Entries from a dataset
## BEGIN

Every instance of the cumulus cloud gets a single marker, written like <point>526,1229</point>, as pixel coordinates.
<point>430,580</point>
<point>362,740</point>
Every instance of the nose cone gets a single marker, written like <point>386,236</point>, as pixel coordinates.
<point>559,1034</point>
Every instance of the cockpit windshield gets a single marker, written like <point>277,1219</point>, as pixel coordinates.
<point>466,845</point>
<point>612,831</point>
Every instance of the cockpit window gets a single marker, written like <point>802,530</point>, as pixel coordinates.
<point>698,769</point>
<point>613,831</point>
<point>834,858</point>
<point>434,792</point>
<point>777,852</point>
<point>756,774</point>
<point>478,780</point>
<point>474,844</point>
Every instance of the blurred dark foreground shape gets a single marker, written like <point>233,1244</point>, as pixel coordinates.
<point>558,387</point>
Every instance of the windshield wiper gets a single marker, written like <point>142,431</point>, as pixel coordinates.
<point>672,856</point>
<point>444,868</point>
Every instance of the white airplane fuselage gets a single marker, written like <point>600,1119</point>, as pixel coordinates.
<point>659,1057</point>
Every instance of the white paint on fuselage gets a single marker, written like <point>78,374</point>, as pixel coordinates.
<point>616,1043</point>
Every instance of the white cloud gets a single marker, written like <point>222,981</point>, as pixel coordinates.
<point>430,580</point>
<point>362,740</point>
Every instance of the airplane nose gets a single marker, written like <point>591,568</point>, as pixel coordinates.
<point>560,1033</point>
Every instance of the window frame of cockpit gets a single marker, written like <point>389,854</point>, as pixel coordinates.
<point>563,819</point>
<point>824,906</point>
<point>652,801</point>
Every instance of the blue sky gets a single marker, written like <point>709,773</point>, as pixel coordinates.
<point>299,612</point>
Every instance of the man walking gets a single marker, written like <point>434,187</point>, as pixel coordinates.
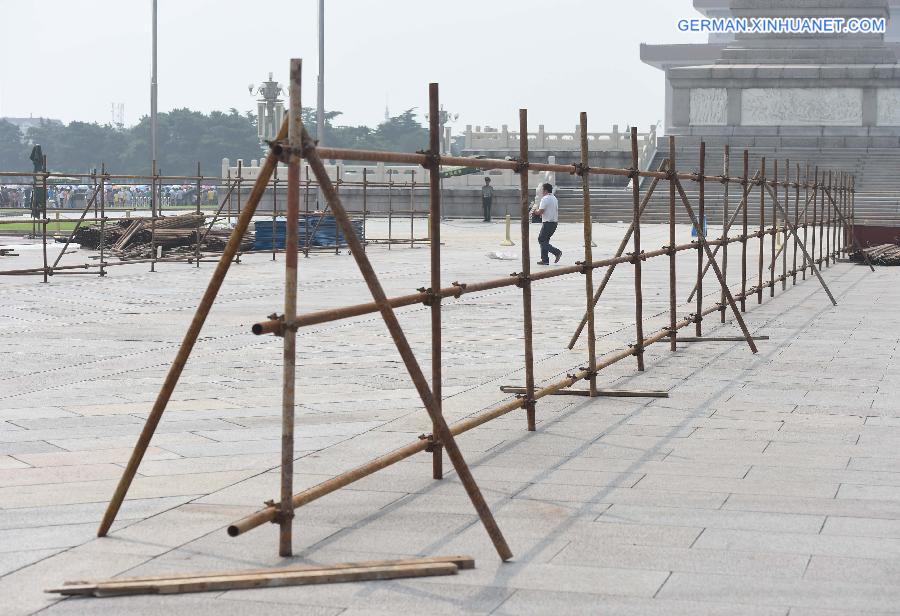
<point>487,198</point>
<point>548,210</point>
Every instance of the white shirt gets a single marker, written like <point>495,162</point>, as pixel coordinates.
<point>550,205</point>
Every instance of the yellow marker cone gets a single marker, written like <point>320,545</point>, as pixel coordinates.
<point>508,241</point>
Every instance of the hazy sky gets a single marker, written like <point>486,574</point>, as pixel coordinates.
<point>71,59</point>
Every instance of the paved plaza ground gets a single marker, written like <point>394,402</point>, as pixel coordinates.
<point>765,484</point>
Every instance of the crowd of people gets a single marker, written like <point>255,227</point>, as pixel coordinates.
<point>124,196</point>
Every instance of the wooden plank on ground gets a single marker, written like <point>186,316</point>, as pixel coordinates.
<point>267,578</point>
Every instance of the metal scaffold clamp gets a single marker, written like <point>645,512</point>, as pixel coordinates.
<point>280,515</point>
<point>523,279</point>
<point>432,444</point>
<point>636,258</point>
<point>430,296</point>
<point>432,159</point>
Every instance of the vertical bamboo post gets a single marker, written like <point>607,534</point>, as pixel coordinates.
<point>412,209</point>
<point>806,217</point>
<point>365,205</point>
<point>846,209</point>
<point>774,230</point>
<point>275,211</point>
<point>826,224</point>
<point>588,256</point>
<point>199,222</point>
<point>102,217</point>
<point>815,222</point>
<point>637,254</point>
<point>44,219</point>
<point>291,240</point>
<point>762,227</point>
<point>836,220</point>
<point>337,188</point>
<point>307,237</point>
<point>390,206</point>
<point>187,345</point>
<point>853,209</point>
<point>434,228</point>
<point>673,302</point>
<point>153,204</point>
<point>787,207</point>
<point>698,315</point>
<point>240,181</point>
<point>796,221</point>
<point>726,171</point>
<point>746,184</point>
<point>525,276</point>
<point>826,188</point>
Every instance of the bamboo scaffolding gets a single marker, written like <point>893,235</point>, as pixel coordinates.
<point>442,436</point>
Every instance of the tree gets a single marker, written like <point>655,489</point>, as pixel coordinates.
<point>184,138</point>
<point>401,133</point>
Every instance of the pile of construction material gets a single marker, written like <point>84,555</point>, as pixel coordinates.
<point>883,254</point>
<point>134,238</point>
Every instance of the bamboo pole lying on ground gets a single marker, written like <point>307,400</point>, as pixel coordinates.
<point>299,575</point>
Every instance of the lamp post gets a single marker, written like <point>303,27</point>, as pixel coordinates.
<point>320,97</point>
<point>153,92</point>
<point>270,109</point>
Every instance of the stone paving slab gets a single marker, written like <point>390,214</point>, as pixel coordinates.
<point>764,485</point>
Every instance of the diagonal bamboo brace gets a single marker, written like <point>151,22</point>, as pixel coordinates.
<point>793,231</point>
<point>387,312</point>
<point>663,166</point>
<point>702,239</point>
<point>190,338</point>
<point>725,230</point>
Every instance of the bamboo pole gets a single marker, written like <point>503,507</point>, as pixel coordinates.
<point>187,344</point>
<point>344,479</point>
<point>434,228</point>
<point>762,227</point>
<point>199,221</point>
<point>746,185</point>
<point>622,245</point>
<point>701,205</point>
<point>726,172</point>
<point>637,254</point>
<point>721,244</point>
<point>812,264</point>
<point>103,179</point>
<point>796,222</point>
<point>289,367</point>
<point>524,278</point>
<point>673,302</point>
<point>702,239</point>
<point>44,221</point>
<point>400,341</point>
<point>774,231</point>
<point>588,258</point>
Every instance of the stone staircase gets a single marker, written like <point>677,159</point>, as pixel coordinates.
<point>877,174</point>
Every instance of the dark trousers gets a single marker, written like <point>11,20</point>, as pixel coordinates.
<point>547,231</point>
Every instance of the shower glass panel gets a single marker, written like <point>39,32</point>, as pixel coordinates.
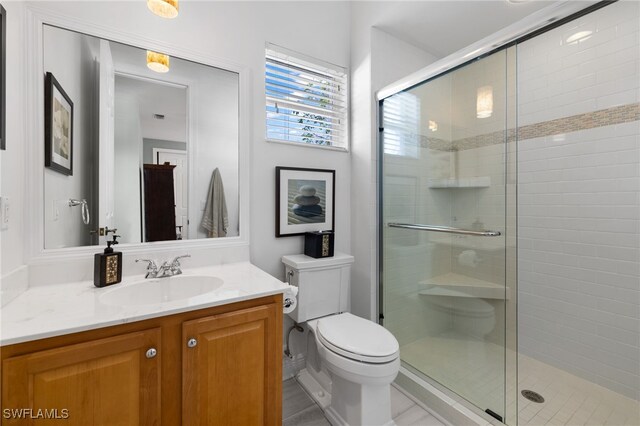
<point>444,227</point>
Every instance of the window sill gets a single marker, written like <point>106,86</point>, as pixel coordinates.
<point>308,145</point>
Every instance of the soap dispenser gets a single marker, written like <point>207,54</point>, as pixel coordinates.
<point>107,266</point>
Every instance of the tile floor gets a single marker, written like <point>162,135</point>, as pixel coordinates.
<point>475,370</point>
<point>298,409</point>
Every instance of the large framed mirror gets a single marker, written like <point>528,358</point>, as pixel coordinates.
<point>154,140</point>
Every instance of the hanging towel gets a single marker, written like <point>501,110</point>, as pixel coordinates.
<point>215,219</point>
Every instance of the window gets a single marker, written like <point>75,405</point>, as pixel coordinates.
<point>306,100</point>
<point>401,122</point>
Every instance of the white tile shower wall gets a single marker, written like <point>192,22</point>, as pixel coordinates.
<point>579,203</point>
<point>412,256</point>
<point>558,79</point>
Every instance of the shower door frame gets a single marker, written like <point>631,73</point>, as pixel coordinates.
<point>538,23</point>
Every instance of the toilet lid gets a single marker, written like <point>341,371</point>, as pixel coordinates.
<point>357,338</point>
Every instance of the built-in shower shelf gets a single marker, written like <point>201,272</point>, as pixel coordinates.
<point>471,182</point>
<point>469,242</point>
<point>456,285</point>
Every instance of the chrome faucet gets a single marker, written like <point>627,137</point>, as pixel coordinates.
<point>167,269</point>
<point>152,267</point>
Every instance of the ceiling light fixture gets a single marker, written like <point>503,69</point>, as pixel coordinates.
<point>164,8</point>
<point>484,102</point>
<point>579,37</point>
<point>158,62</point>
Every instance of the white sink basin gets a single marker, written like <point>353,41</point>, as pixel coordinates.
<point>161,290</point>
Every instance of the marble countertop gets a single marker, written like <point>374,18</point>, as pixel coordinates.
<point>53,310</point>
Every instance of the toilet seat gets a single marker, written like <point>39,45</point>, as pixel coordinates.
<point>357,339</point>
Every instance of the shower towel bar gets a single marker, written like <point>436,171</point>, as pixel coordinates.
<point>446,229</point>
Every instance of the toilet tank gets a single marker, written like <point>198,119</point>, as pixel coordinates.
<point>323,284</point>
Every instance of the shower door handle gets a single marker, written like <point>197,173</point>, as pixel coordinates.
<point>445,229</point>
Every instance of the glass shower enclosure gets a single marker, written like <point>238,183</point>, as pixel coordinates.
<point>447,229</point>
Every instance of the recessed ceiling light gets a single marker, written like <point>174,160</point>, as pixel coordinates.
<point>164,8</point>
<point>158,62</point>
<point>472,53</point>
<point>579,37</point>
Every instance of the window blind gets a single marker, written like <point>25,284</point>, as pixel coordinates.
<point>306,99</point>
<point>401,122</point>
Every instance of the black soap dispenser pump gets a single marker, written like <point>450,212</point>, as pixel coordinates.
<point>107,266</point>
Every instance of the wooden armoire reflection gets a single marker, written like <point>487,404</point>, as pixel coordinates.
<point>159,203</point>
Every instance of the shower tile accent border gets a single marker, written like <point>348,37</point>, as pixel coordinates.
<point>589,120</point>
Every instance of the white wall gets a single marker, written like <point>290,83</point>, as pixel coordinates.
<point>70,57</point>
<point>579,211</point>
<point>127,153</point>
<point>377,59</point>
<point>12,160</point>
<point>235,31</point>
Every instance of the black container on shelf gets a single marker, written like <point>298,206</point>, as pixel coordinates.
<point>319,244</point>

## END

# STATED EXERCISE
Copy the lines of the listing exactly, starting at its first line and ending at the line that contains "<point>612,831</point>".

# RESPONSE
Every instance of the cumulus cloud gets a single marker, written like <point>526,1229</point>, as pixel coordinates.
<point>430,580</point>
<point>362,740</point>
Every instance of the nose cone gets a single marker, written like <point>386,236</point>, as pixel coordinates.
<point>559,1034</point>
Every instance of the cockpit windshield gets a single marker, written like <point>277,1219</point>, as pixel coordinates.
<point>466,845</point>
<point>612,831</point>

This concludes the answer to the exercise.